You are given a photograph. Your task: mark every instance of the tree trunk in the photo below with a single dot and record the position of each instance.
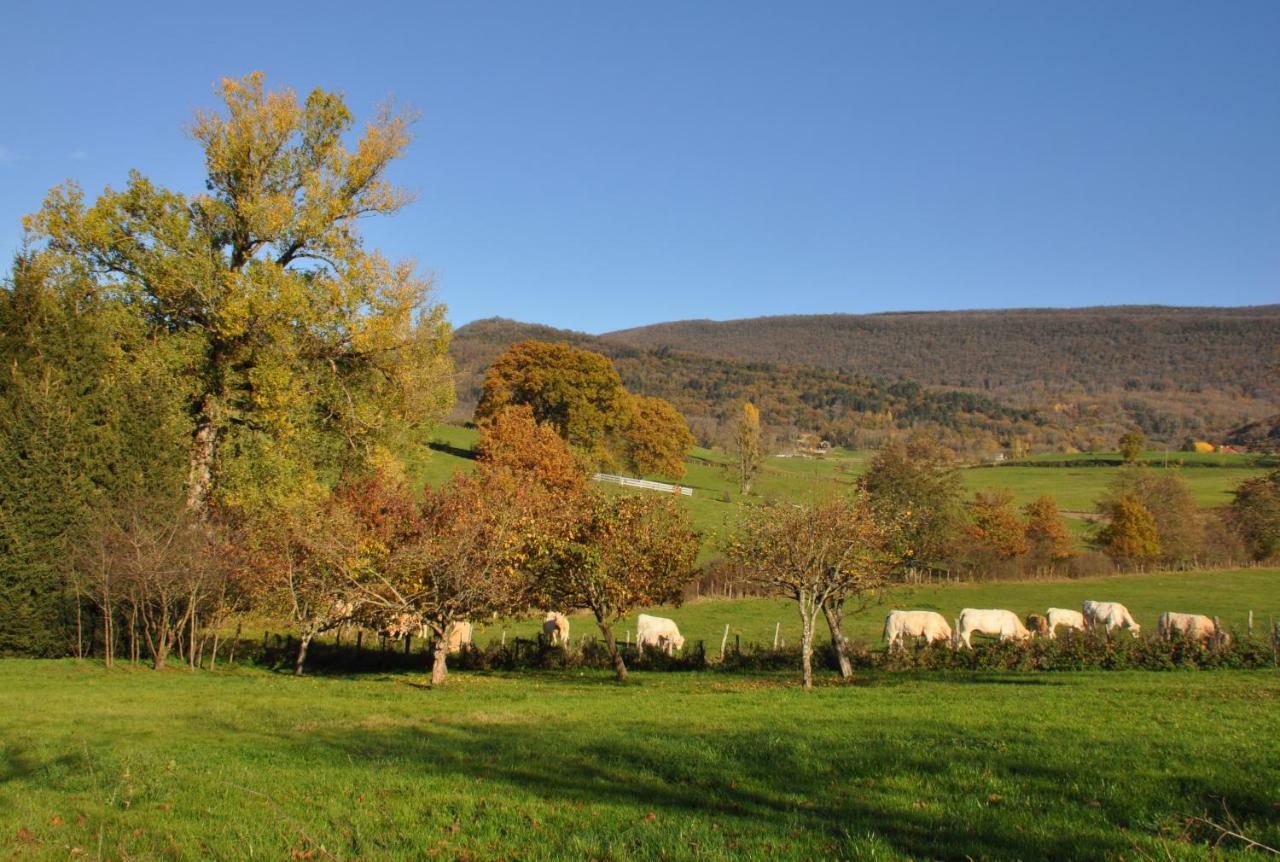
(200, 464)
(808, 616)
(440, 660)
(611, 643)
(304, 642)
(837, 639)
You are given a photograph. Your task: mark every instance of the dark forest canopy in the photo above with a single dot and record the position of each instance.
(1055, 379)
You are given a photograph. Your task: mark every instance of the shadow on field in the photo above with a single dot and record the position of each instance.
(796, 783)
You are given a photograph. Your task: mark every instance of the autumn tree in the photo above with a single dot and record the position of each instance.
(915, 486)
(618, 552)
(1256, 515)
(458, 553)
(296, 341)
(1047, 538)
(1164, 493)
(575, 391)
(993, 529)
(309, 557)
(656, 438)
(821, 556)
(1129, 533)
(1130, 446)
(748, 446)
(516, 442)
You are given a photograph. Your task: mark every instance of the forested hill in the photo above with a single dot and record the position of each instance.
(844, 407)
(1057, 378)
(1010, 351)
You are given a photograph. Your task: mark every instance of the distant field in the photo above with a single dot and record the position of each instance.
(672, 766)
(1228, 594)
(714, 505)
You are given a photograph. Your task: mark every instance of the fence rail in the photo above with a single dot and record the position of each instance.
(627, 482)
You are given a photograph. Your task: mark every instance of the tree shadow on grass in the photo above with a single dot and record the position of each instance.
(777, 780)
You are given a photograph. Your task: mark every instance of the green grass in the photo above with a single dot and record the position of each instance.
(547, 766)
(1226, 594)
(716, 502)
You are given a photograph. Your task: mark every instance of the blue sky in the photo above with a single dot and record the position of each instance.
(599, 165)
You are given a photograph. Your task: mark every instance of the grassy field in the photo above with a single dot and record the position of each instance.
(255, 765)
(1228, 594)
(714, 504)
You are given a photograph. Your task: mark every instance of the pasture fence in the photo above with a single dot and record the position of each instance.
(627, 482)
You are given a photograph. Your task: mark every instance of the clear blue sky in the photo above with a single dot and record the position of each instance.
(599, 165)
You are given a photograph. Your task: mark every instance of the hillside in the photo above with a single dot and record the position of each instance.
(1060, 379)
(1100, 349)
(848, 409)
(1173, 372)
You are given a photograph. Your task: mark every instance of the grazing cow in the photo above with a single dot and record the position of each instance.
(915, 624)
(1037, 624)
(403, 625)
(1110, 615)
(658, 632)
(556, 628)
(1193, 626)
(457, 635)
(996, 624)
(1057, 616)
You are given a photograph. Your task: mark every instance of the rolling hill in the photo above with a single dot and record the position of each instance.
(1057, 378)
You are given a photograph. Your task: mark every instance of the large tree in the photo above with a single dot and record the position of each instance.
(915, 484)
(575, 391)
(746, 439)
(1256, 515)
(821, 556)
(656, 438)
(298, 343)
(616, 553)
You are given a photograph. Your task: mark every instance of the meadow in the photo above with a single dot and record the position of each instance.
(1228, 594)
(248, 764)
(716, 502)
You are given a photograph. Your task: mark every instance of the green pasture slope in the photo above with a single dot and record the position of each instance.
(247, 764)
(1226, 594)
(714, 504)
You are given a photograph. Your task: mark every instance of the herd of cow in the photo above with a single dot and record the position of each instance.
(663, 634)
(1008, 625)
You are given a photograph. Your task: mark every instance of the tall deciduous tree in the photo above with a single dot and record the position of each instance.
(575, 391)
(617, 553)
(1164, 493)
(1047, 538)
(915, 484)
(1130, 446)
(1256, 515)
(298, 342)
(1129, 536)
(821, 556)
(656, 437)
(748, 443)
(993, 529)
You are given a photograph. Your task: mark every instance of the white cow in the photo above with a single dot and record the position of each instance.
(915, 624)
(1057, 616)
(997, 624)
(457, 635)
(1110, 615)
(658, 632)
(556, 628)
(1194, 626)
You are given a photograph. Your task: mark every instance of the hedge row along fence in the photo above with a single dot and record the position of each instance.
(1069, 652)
_ _ _ _ _
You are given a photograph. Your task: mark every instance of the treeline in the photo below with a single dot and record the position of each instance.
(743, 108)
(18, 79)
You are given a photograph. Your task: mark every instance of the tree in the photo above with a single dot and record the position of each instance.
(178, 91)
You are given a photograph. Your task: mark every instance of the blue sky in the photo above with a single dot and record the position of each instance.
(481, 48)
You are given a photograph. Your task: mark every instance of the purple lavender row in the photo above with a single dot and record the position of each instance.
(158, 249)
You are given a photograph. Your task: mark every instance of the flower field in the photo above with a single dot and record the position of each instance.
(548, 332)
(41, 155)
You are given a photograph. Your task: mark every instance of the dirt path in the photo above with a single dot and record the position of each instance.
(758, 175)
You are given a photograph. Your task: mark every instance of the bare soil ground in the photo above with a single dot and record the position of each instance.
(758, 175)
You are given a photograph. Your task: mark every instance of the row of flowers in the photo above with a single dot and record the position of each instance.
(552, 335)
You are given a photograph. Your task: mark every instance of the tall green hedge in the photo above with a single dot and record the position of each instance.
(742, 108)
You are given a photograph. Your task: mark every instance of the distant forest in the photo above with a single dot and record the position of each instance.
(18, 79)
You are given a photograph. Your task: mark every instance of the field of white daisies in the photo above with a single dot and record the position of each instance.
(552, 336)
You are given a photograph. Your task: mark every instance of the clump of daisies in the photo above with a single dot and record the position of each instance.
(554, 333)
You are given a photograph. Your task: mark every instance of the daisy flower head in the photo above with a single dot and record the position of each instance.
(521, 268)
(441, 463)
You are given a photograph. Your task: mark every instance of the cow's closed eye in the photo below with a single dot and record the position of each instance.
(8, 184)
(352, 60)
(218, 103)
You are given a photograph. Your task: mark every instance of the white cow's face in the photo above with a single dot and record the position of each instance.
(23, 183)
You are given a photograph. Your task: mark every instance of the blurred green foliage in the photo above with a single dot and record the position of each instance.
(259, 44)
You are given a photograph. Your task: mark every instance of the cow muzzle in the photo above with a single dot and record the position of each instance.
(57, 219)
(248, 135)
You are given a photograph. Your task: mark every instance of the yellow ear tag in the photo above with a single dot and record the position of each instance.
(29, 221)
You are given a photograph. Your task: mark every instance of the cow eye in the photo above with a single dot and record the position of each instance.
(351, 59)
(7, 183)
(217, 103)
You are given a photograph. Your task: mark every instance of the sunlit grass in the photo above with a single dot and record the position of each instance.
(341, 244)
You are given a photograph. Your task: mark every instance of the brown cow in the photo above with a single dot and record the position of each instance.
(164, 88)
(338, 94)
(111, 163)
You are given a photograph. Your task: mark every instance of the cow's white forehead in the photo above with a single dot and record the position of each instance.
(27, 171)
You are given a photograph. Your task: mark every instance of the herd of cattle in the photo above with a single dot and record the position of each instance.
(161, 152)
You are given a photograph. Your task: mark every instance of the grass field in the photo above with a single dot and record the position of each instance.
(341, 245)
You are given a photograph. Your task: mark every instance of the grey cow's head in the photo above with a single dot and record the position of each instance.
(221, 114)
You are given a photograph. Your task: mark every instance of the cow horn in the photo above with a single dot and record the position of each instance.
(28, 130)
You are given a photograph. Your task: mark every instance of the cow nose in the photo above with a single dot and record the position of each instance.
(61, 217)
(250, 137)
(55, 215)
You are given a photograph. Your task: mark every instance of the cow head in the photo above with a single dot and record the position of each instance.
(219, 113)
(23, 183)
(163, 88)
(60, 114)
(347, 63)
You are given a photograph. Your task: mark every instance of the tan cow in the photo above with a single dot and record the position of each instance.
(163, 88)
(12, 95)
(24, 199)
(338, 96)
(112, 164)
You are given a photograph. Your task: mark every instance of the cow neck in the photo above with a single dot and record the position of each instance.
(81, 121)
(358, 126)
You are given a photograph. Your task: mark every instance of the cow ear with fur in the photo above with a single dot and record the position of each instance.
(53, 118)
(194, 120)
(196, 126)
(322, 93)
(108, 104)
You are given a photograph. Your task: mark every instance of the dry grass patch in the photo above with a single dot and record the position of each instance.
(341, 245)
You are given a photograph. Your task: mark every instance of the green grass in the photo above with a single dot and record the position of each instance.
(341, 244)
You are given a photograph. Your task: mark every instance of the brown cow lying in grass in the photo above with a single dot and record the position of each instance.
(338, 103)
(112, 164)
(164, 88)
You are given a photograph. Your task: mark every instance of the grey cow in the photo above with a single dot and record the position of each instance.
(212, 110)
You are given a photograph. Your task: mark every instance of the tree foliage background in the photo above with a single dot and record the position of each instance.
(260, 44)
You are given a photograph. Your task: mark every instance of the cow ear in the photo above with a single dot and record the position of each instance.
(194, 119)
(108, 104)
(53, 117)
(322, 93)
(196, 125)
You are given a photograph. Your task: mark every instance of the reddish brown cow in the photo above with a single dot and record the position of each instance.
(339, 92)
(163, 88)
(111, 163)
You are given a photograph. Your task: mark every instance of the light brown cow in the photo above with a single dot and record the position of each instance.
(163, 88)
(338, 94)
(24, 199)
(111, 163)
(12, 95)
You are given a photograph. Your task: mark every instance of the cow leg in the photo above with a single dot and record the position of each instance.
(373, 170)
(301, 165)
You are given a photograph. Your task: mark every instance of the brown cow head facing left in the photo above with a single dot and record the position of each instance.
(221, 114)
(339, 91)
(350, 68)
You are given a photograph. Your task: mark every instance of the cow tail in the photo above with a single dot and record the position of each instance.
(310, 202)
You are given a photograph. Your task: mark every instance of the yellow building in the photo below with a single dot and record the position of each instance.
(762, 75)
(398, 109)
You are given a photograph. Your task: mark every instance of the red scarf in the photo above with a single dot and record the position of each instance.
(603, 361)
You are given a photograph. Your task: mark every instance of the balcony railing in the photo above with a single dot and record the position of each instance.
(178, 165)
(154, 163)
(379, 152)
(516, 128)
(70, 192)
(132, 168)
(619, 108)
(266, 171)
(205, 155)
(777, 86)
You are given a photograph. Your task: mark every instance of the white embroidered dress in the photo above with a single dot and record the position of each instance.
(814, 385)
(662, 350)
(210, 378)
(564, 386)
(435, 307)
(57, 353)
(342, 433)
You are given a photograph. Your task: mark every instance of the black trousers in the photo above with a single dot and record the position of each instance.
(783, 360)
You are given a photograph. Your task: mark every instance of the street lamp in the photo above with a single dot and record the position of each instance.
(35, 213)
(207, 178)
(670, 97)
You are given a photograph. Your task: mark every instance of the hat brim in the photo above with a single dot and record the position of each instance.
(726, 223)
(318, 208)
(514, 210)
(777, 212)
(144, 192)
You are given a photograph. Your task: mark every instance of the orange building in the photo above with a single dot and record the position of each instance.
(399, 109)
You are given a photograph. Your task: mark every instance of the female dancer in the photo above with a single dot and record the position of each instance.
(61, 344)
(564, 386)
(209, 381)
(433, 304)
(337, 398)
_ _ _ _ _
Exercise objective -
Extract each line of the data above that contains the word "fence".

Reply to the exercise -
You are given a photograph. Your task: mark every instance of the fence rail in the photo above with a single dot and record the position of each instance.
You are given a photograph. Your task: mark every instance of the pasture fence in the photo above with a single dot and record the position of each instance.
You are given a photograph. Your task: mark every instance of the hedge row along fence in the photo above with a single dot and record the position of each instance.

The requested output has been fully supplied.